When Turrell is not working on the crater, he tries to keep up with an ever-increasing demand for his installations from collectors, museums and galleries. He recently worked on a permanent “Skyspace” similar to the Crater’s Eye in a Quaker meetinghouse in Houston (he says he’s a lapsed Quaker recently returned to the fold) and another in Seattle at the Henry Art Gallery (opening in July), and he has turned entire office towers into light installations in Europe and Japan.
In his show at Pittsburgh’s Mattress Factory, his works reflect the influence of perceptual psychology. Psychologists have put subjects in sensory deprivation chambers, intense light boxes and other strange environments to probe the nature and limits of perception. Turrell’s installations sometimes seem like such experiments masquerading as art, but the in genuity of their design is obscured by their beauty and simplicity. “Whatever work it may take to get there doesn’t matter,” he says. “I want you to see the swan as it glides across the lake, not the fact that underneath it’s paddling like hell.”

- - - - -

◆ DIRECTIONS
Rewrite the section of the passage about Turrell's installations starting at "When Turrell is" and ending at "Europe and Japan.", swapping "Houston" for "Austin". You won't need the records that come after this.

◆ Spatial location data
- - - - -

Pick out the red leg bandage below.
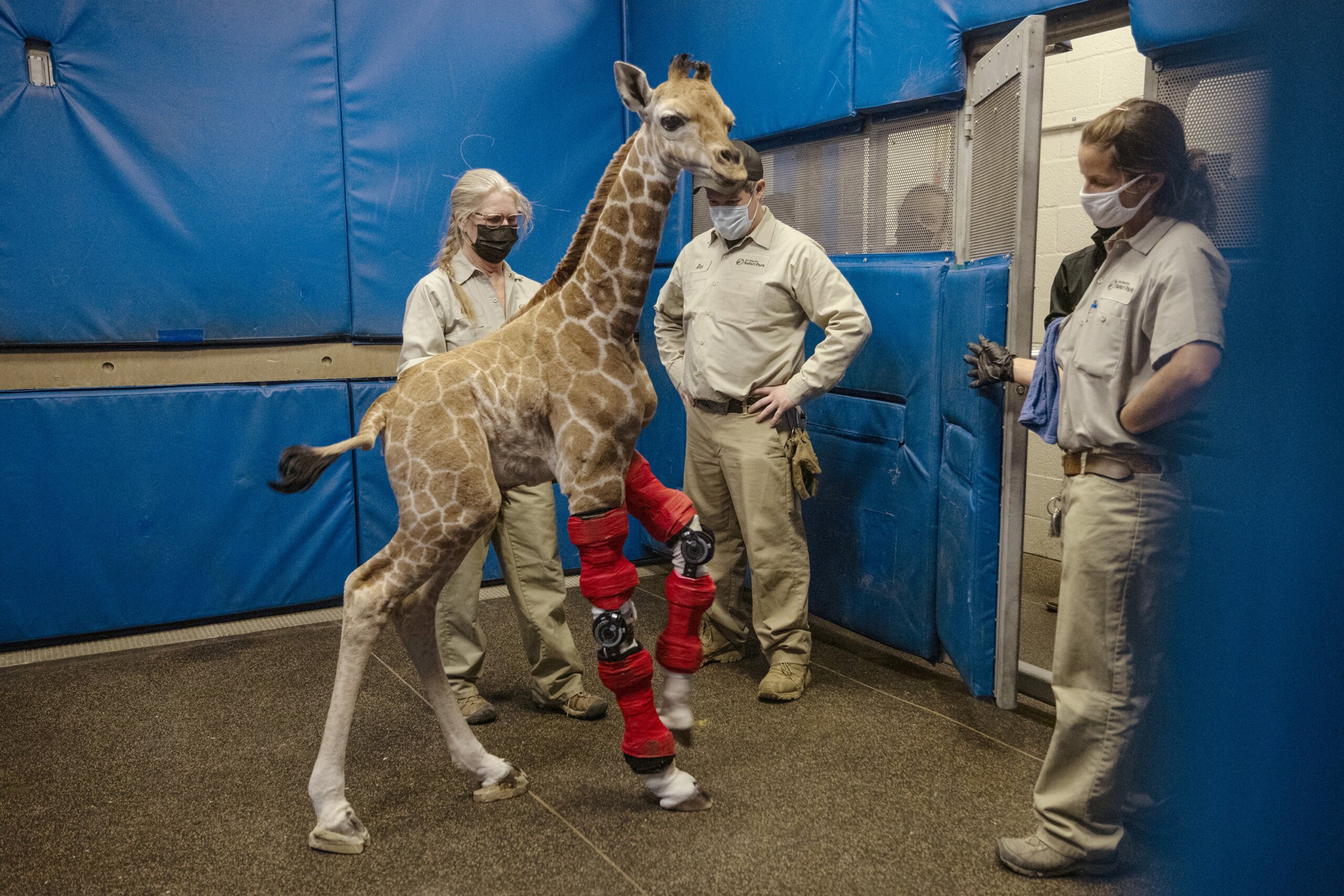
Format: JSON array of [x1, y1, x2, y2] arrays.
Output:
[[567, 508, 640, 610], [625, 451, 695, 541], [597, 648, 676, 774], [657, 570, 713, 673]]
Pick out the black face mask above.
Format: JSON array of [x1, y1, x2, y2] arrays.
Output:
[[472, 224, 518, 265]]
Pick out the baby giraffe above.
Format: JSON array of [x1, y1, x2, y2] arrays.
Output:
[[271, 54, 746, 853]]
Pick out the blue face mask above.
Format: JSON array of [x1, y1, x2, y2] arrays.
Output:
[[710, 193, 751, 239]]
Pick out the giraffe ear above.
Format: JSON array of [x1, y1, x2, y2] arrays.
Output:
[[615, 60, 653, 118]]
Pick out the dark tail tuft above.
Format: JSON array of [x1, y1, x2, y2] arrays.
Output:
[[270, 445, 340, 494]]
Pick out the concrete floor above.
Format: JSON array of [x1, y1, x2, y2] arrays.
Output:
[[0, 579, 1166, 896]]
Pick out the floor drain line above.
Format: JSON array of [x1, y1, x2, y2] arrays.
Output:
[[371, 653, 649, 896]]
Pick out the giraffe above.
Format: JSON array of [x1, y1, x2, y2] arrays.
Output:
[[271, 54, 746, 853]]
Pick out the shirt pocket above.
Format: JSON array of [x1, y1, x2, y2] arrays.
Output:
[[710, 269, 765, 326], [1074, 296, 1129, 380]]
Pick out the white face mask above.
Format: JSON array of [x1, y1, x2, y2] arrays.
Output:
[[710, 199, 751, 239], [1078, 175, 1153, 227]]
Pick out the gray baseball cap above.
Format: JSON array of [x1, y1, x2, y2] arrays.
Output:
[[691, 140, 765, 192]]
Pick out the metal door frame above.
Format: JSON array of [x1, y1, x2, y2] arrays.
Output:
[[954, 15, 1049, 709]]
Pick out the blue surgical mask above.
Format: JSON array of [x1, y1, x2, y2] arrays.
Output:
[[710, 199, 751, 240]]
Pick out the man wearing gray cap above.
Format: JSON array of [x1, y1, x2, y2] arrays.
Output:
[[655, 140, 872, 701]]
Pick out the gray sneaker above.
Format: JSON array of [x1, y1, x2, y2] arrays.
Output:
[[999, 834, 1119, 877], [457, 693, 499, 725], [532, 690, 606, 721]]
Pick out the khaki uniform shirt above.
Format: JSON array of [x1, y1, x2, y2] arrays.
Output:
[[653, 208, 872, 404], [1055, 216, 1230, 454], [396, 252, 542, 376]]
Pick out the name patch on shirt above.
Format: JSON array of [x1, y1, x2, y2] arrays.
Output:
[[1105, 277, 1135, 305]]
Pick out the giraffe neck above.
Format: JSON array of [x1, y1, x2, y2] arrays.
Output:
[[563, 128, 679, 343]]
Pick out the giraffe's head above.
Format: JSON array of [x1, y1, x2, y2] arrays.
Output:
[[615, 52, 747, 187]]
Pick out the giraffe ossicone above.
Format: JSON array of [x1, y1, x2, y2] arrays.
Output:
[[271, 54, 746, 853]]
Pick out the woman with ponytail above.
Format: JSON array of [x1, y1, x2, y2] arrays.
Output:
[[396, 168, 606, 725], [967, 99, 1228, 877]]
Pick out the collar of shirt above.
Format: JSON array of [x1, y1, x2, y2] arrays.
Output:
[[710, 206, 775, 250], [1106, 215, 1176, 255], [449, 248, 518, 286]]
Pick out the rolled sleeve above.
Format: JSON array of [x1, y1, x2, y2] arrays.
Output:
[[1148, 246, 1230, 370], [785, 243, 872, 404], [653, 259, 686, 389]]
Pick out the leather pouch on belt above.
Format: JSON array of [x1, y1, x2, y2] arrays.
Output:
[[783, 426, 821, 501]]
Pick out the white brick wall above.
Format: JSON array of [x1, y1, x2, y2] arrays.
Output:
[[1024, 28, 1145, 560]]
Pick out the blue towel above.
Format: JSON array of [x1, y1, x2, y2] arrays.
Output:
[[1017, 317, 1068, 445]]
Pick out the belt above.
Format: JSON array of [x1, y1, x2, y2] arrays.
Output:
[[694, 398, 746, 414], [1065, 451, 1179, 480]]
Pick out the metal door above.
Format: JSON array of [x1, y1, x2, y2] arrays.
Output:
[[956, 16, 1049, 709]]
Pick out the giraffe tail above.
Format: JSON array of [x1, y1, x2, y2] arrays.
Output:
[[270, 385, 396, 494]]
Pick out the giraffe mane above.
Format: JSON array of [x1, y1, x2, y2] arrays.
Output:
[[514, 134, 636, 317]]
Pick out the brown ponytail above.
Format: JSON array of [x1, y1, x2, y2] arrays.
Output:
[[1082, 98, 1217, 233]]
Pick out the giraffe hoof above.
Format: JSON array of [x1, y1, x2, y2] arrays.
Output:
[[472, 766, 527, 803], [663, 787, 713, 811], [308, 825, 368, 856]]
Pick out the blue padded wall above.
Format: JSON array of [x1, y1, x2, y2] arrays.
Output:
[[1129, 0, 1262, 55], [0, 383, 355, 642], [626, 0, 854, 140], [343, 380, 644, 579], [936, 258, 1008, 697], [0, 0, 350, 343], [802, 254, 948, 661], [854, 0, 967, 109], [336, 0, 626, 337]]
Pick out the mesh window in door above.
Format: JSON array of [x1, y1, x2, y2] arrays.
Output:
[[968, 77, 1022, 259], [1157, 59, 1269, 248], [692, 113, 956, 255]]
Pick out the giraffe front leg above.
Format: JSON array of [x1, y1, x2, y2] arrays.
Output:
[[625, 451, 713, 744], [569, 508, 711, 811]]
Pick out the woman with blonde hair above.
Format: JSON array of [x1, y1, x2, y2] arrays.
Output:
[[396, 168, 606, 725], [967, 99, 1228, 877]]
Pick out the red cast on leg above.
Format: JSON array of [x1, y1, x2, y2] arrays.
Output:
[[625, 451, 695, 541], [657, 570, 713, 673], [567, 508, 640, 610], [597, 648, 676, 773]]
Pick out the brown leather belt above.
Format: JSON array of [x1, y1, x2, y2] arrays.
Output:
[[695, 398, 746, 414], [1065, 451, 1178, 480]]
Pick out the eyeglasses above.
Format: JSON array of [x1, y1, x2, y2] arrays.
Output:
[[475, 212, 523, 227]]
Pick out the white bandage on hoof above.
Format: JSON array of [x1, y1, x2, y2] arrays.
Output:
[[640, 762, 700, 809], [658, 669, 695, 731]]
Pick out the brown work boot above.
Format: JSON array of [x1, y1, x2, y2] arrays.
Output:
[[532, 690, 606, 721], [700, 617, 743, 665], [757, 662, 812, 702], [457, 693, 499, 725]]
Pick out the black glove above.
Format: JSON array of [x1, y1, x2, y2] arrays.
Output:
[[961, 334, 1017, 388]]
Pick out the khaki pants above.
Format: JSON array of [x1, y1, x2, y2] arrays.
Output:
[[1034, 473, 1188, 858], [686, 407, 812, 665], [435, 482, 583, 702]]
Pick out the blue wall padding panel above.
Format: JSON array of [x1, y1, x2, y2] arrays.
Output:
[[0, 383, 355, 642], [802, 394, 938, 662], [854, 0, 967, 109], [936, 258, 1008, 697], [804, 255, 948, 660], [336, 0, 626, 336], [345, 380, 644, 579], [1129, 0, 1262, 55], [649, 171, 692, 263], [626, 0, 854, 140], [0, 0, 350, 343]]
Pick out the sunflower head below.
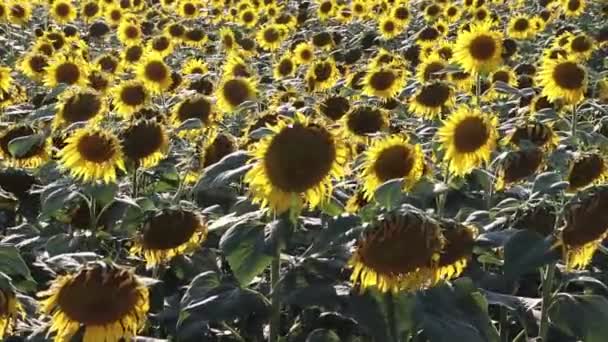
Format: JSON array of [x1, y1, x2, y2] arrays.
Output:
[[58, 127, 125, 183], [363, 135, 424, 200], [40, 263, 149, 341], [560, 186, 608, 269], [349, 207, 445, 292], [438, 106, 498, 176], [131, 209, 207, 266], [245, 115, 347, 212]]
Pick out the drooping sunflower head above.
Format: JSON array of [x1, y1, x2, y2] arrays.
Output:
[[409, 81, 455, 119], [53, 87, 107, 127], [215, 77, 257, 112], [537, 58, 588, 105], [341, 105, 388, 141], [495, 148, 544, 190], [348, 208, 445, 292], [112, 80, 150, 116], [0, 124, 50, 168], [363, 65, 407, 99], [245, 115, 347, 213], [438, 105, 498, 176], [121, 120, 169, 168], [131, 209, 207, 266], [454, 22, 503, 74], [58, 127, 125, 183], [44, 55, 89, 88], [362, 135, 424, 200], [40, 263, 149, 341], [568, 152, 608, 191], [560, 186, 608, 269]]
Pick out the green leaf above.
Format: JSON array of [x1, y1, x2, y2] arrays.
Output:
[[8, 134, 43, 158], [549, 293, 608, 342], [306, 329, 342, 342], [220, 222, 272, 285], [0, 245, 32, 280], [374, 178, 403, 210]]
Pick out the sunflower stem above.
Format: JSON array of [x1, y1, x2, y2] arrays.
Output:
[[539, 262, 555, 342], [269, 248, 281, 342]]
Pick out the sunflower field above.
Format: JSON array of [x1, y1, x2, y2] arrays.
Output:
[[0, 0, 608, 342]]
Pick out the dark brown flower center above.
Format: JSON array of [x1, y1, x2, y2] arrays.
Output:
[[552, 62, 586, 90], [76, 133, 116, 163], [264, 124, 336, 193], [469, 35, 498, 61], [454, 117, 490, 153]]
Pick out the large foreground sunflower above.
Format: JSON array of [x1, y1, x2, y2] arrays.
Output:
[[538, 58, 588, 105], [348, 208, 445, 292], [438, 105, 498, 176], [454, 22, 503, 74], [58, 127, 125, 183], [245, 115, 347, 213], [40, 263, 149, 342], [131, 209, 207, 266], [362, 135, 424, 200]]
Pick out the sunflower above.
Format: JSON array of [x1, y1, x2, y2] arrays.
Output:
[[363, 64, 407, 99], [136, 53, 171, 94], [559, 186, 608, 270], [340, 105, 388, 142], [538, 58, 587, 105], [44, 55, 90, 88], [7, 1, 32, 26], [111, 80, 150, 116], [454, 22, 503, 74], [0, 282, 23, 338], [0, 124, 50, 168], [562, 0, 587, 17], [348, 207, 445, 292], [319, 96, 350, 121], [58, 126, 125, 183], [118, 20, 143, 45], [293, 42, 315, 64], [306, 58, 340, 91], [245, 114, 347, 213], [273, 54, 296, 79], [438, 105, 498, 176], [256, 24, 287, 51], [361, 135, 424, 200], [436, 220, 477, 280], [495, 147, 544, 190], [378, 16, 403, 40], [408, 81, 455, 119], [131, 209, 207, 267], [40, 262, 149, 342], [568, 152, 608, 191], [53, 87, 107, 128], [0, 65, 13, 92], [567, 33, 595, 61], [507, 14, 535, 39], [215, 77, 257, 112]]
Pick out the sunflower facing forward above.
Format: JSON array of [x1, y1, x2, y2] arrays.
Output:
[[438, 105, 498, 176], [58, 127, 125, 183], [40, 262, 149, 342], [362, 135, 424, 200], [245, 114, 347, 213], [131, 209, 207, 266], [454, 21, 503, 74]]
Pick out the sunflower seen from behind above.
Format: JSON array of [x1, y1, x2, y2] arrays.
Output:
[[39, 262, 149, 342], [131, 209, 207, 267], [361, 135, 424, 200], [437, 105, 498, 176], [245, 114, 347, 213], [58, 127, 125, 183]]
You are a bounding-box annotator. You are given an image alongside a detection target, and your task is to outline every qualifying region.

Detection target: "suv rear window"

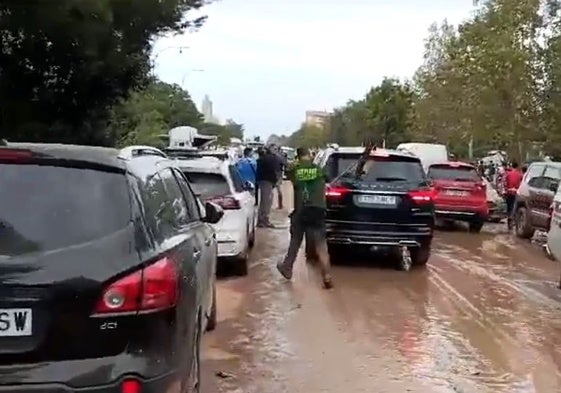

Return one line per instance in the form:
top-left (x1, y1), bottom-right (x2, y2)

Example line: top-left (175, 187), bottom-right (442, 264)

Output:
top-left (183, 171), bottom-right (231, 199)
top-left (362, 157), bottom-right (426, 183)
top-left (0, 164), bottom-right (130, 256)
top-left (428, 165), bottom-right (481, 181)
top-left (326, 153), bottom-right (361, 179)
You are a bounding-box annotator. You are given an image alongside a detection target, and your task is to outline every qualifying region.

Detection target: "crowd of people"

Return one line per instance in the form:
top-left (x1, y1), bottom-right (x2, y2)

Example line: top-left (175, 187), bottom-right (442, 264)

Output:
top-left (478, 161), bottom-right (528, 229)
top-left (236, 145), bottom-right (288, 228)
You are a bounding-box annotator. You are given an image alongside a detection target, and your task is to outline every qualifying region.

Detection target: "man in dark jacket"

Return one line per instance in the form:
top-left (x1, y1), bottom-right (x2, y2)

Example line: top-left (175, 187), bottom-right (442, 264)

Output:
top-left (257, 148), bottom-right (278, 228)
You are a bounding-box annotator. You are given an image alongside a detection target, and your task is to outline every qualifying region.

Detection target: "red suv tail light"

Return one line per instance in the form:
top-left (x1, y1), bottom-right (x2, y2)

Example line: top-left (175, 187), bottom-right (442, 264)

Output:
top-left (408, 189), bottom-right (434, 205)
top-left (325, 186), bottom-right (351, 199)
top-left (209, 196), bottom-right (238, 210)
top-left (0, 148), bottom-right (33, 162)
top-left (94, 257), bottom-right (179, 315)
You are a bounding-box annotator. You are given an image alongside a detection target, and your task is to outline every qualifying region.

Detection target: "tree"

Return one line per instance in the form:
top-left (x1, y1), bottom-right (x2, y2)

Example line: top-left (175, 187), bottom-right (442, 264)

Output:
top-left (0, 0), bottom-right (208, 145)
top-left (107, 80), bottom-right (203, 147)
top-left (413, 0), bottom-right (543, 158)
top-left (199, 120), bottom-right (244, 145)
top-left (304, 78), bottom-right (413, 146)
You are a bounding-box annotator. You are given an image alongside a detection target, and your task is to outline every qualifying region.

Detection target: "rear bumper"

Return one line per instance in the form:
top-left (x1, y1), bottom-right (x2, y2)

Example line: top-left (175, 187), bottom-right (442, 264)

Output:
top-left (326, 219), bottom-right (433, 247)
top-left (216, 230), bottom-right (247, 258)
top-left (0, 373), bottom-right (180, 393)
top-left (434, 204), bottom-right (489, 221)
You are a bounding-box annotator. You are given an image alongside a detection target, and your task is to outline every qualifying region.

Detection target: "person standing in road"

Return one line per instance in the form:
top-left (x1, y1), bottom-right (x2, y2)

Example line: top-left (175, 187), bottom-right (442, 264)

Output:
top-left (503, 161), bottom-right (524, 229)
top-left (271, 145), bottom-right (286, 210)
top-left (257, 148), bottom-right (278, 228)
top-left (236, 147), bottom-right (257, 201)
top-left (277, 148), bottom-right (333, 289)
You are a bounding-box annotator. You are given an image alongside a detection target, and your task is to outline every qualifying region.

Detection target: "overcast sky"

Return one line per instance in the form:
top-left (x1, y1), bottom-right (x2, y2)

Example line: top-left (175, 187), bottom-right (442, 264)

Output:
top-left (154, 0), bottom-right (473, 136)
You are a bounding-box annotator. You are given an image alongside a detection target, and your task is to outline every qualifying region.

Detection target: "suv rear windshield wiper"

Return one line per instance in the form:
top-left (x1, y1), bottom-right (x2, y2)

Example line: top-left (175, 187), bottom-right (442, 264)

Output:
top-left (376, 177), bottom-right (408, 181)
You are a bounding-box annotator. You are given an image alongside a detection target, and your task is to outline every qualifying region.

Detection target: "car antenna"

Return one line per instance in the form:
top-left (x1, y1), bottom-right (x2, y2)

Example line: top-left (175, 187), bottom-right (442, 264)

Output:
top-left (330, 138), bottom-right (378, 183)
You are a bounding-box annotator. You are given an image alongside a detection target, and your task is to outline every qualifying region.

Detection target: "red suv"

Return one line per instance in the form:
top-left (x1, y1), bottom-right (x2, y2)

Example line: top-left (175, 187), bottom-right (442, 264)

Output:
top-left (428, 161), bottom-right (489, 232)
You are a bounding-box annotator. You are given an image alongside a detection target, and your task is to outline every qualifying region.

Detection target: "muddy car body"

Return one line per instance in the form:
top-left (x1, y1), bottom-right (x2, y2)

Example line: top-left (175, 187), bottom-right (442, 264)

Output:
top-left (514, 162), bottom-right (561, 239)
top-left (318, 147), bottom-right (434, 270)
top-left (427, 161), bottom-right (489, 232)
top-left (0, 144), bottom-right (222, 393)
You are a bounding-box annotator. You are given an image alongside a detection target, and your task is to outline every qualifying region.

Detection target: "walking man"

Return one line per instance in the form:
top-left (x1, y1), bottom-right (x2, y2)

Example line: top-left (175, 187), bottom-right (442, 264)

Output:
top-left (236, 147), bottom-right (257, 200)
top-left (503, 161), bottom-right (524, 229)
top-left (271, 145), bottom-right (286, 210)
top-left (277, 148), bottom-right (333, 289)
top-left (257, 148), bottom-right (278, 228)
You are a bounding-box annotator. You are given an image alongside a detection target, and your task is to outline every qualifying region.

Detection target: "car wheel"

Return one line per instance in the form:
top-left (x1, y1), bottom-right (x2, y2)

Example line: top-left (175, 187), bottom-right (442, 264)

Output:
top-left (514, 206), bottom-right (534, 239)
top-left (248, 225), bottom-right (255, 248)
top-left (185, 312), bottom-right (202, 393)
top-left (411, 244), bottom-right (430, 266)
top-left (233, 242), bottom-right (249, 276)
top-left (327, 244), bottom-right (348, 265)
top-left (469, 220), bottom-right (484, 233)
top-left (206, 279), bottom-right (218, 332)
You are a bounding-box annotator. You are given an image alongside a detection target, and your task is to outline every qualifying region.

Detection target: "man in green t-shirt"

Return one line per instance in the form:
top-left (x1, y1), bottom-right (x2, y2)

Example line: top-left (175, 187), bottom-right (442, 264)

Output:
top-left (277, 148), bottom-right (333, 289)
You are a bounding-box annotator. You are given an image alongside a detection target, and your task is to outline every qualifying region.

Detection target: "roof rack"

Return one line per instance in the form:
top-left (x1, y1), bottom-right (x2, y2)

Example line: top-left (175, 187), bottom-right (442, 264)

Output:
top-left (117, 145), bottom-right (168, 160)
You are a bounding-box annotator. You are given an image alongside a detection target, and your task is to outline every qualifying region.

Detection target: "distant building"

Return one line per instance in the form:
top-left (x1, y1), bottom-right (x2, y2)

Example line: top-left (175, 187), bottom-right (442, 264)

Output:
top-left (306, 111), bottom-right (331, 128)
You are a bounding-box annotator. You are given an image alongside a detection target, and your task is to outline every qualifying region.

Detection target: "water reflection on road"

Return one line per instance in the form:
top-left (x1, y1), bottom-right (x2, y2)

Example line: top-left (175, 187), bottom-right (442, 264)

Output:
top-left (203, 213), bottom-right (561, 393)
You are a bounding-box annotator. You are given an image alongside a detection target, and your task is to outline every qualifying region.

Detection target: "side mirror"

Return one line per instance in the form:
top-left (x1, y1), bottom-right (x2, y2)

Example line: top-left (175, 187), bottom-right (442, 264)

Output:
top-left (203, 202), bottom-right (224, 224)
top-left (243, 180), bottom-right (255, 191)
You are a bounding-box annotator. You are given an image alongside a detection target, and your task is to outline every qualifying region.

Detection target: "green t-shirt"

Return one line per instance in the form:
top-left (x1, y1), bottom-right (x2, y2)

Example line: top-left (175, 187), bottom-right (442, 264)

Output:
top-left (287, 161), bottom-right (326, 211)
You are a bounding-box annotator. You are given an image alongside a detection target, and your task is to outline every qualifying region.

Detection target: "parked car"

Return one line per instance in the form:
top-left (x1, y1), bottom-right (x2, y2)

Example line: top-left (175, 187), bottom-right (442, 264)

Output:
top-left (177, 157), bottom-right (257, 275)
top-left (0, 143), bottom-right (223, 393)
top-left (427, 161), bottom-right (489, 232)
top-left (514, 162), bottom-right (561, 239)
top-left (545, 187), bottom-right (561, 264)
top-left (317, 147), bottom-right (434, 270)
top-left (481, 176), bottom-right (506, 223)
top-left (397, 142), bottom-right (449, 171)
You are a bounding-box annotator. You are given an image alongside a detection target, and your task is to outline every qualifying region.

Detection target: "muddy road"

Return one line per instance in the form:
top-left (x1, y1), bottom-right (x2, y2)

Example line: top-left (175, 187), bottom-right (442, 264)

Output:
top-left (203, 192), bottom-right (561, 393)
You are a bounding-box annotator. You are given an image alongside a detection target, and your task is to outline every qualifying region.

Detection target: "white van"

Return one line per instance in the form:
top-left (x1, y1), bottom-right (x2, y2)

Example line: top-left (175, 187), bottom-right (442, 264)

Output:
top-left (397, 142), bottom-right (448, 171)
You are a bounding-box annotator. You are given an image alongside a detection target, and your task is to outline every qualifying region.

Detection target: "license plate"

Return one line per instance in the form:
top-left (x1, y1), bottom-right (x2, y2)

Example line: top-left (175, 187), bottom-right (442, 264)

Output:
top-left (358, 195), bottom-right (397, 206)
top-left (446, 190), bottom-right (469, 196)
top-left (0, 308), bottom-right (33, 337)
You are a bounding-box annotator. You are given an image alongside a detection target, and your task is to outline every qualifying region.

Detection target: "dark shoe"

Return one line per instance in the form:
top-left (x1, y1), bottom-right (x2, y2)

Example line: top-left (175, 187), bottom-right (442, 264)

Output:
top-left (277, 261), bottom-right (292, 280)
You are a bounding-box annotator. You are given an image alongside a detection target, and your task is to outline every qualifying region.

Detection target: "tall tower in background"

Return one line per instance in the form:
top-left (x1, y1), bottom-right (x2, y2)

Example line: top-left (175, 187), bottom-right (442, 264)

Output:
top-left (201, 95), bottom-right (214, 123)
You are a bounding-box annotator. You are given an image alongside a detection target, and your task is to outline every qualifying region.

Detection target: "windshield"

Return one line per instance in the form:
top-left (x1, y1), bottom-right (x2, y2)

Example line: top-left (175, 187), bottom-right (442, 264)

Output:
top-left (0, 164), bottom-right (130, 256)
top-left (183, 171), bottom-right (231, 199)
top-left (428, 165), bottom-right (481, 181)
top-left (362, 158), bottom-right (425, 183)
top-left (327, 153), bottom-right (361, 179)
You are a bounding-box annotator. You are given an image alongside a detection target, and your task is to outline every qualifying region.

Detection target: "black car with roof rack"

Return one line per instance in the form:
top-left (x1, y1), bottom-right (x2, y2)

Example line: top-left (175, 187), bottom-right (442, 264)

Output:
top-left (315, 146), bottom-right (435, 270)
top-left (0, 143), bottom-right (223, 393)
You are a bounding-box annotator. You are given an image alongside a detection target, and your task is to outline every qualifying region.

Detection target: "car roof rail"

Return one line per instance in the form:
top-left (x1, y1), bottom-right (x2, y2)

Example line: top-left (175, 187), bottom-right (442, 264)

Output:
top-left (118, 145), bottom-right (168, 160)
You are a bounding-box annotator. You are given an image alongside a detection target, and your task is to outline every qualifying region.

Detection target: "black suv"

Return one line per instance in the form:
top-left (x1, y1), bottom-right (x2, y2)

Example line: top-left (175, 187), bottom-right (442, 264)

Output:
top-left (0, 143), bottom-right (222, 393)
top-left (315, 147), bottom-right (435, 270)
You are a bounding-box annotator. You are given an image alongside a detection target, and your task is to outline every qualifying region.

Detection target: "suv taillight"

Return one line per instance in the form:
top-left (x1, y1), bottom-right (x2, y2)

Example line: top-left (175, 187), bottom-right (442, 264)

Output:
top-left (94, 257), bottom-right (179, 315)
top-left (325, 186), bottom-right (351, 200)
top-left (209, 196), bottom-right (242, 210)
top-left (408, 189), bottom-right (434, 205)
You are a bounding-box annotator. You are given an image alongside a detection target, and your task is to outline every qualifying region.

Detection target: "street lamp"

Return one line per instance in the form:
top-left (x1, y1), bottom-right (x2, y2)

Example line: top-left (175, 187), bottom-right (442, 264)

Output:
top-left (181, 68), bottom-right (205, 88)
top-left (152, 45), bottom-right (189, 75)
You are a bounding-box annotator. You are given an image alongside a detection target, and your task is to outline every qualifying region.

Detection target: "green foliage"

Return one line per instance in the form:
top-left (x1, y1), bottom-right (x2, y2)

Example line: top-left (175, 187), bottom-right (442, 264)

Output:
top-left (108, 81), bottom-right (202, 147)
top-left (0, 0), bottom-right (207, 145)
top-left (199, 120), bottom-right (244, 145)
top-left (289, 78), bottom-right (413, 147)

- - - - -

◆ RESULT
When Turrell is not working on the crater, he tries to keep up with an ever-increasing demand for his installations from collectors, museums and galleries. He recently worked on a permanent “Skyspace” similar to the Crater’s Eye in a Quaker meetinghouse in Austin (he says he’s a lapsed Quaker recently returned to the fold) and another in Seattle at the Henry Art Gallery (opening in July), and he has turned entire office towers into light installations in Europe and Japan.